■ **TASK DESCRIPTION**: Pull out every line in the items below that contains the string "sapling". Case matters, so treat uppercase and lowercase letters as different.

=== ENTRIES SUPPLIED ===

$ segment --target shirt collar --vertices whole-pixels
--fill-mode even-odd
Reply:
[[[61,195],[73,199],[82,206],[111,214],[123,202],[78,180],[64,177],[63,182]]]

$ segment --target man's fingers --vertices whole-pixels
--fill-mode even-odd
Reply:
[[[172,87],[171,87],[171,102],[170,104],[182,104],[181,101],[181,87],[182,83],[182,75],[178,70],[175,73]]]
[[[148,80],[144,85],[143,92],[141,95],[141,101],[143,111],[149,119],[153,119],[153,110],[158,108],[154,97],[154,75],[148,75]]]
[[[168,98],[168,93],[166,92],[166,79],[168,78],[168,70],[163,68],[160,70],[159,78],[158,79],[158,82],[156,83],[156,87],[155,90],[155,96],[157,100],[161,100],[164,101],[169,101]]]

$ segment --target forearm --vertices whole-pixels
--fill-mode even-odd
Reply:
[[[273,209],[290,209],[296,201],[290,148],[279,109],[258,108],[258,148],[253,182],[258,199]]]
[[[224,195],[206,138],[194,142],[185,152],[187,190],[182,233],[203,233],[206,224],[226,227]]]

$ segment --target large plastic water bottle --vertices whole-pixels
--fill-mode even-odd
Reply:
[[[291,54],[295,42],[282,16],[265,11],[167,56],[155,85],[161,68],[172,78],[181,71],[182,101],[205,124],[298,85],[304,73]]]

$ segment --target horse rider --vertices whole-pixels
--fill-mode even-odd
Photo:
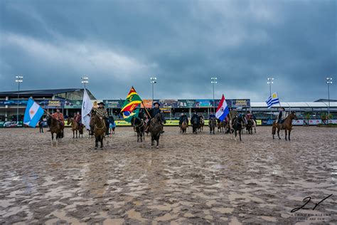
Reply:
[[[78,125],[80,127],[82,125],[82,115],[80,114],[80,112],[77,112],[76,115],[74,117],[75,121],[78,124]]]
[[[60,122],[60,125],[61,125],[62,130],[63,130],[65,128],[65,119],[63,117],[63,114],[61,112],[60,112],[60,108],[58,108],[56,109],[56,112],[53,113],[51,116],[55,118],[56,120],[58,120],[58,122]],[[48,131],[50,131],[50,130]]]
[[[230,111],[230,124],[232,125],[234,120],[236,119],[237,117],[239,116],[239,113],[237,113],[237,110],[235,108],[232,108]]]
[[[161,110],[159,108],[160,106],[160,104],[158,102],[155,102],[154,103],[154,108],[151,108],[150,110],[150,111],[149,112],[150,113],[150,115],[151,115],[151,119],[149,120],[149,121],[147,122],[147,125],[146,125],[146,130],[145,131],[146,132],[148,132],[148,130],[149,130],[149,127],[150,125],[150,122],[151,120],[154,118],[154,117],[158,114],[158,113],[160,113],[161,112]],[[164,124],[163,124],[163,122],[161,122],[161,129],[164,128]],[[161,133],[164,133],[164,130],[161,131]]]
[[[276,123],[279,123],[280,125],[284,122],[286,119],[286,109],[284,107],[280,107],[279,109],[279,115],[277,115],[277,120],[276,120]]]
[[[63,114],[61,112],[60,112],[60,108],[58,108],[56,109],[56,112],[53,113],[51,116],[55,118],[56,120],[58,120],[58,122],[60,122],[60,123],[61,124],[61,126],[63,127],[62,128],[64,128],[65,119],[63,117]]]
[[[188,124],[188,119],[187,118],[187,115],[182,112],[179,117],[179,127],[181,127],[181,125],[183,124],[183,122],[185,120],[187,120],[187,123]]]
[[[199,123],[200,123],[199,116],[198,115],[198,114],[196,113],[196,111],[194,111],[193,115],[192,115],[192,117],[191,117],[191,122],[192,122],[194,120],[195,118],[197,120],[196,120],[197,124],[199,125]]]
[[[99,116],[101,119],[103,119],[105,124],[105,135],[109,135],[109,115],[107,110],[104,108],[105,104],[100,102],[97,104],[98,108],[93,108],[92,113],[94,113]]]
[[[214,113],[213,112],[210,112],[210,116],[208,117],[208,119],[210,120],[210,119],[215,118],[215,115],[214,115]]]

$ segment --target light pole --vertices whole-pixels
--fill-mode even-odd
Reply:
[[[214,99],[214,85],[218,83],[217,78],[210,78],[210,83],[213,86],[213,112],[215,113],[215,100]]]
[[[82,78],[82,83],[84,84],[85,89],[86,88],[85,84],[89,83],[89,78],[87,77],[83,77]]]
[[[267,82],[267,84],[269,85],[269,96],[272,97],[272,85],[274,83],[274,78],[267,78],[268,80]],[[270,120],[272,120],[272,108],[270,108]]]
[[[332,78],[326,78],[326,83],[328,84],[328,119],[330,115],[330,85],[332,84]]]
[[[16,125],[18,125],[18,98],[20,96],[20,93],[19,93],[19,92],[20,92],[20,83],[23,82],[23,77],[20,76],[20,75],[17,75],[15,78],[16,78],[15,82],[16,82],[18,83],[18,106],[17,106],[17,109],[16,109]]]
[[[152,84],[152,104],[154,104],[154,84],[157,83],[157,78],[150,78],[150,83]]]

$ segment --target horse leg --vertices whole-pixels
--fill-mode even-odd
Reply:
[[[98,140],[97,137],[95,137],[95,149],[97,150],[98,147]]]
[[[158,146],[159,145],[159,137],[160,137],[160,134],[157,136],[157,139],[156,140],[157,142],[157,146],[156,146],[156,148],[159,147],[159,146]]]

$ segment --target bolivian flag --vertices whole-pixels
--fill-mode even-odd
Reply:
[[[140,103],[141,103],[141,99],[134,87],[131,88],[121,110],[126,121],[130,122],[133,117],[138,116],[139,110],[135,110],[135,109]]]

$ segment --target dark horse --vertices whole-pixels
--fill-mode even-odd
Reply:
[[[138,117],[134,117],[132,120],[132,124],[134,126],[134,131],[137,133],[137,142],[140,141],[143,142],[143,138],[145,140],[144,130],[145,130],[145,122],[144,119],[144,112],[139,112]]]
[[[47,115],[47,124],[51,132],[51,140],[54,140],[54,133],[56,134],[56,140],[58,142],[61,141],[63,137],[63,130],[64,125],[62,122],[58,121],[56,118],[54,118],[50,115]]]
[[[252,119],[247,120],[246,125],[246,130],[248,132],[248,134],[252,135],[252,127],[254,126],[254,120]],[[256,130],[255,130],[256,132]]]
[[[235,133],[235,140],[236,140],[237,132],[239,131],[240,140],[241,141],[241,130],[242,130],[242,124],[245,123],[245,115],[240,114],[238,116],[237,116],[233,120],[232,134],[233,132]]]
[[[75,138],[75,133],[76,132],[76,138],[77,138],[77,132],[78,132],[78,137],[82,135],[83,137],[83,127],[84,125],[80,124],[76,122],[73,118],[69,118],[68,120],[68,125],[71,125],[71,130],[73,130],[73,138]]]
[[[217,120],[215,117],[213,117],[210,119],[208,122],[208,127],[210,127],[210,134],[212,134],[212,132],[213,133],[213,135],[215,134],[214,132],[215,130],[216,121]]]
[[[199,126],[200,126],[200,121],[198,118],[198,116],[192,117],[192,118],[191,119],[191,124],[192,125],[192,130],[193,130],[193,134],[197,135],[198,129],[199,128]]]
[[[156,148],[159,148],[159,137],[161,132],[163,131],[163,125],[161,123],[166,123],[165,116],[163,112],[157,113],[154,118],[152,118],[149,125],[149,131],[151,133],[151,147],[154,145],[154,141],[157,142]]]
[[[188,118],[186,117],[183,118],[183,122],[181,123],[180,129],[181,130],[181,133],[186,133],[186,130],[188,127]]]
[[[277,136],[279,137],[279,130],[284,130],[286,133],[286,140],[287,140],[287,131],[289,131],[288,140],[290,140],[290,132],[292,130],[292,120],[297,120],[297,116],[296,115],[295,112],[291,112],[284,120],[284,122],[282,124],[276,123],[274,121],[272,124],[272,139],[274,139],[274,135],[275,135],[276,129],[277,128]]]
[[[98,147],[98,142],[101,142],[100,148],[103,148],[103,139],[105,138],[107,127],[102,118],[95,114],[91,115],[90,125],[93,125],[93,131],[95,136],[95,149]]]

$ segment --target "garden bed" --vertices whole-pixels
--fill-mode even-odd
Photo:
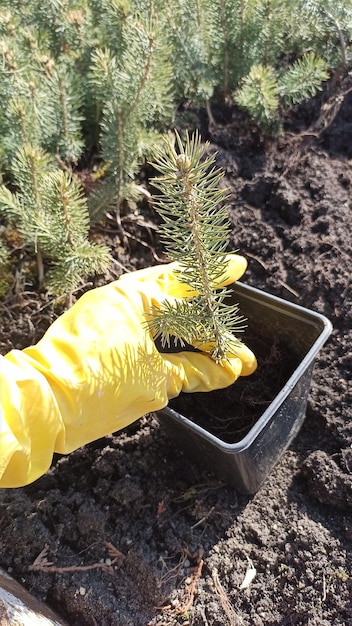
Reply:
[[[298,108],[276,139],[230,109],[214,108],[212,128],[200,123],[233,191],[230,249],[248,259],[245,282],[334,327],[303,428],[257,495],[240,496],[175,454],[154,416],[0,492],[0,564],[70,626],[352,621],[350,88]],[[95,232],[117,274],[162,260],[150,208],[124,225],[128,250],[113,223]],[[0,305],[1,352],[36,341],[56,314],[35,292]],[[269,365],[274,348],[261,357]],[[256,575],[241,589],[249,563]]]

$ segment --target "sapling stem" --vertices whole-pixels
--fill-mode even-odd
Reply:
[[[160,192],[154,203],[163,219],[161,238],[186,287],[184,297],[153,309],[148,323],[163,347],[191,344],[220,362],[236,354],[235,333],[243,331],[244,318],[238,305],[226,304],[230,292],[221,287],[227,275],[228,192],[219,186],[223,172],[214,167],[215,155],[205,156],[208,145],[197,132],[187,134],[183,145],[176,133],[176,142],[166,139],[156,154],[153,165],[161,176],[153,179]]]

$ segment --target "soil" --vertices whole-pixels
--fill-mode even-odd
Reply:
[[[0,493],[0,565],[70,626],[344,626],[352,623],[349,78],[268,138],[234,109],[199,118],[233,191],[229,249],[245,282],[319,311],[306,419],[255,496],[184,456],[153,415]],[[150,208],[112,223],[116,275],[163,259]],[[58,311],[35,291],[0,308],[0,351],[36,341]],[[246,576],[247,573],[247,576]]]

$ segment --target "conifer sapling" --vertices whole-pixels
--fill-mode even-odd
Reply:
[[[178,279],[189,297],[165,300],[154,308],[148,325],[162,346],[190,344],[220,362],[236,354],[244,318],[236,304],[228,304],[230,290],[216,289],[227,275],[229,233],[228,192],[219,187],[223,172],[214,167],[215,155],[205,157],[208,143],[198,133],[187,134],[185,145],[176,133],[176,146],[165,139],[153,166],[161,176],[153,179],[160,194],[155,207],[163,219],[161,238],[170,261],[180,265]]]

===

■ **THE RESPONSE**:
$ segment --target "sapling stem" --vertices whole-pixels
$ segment --target "conifer sapling" --vertices whole-pixels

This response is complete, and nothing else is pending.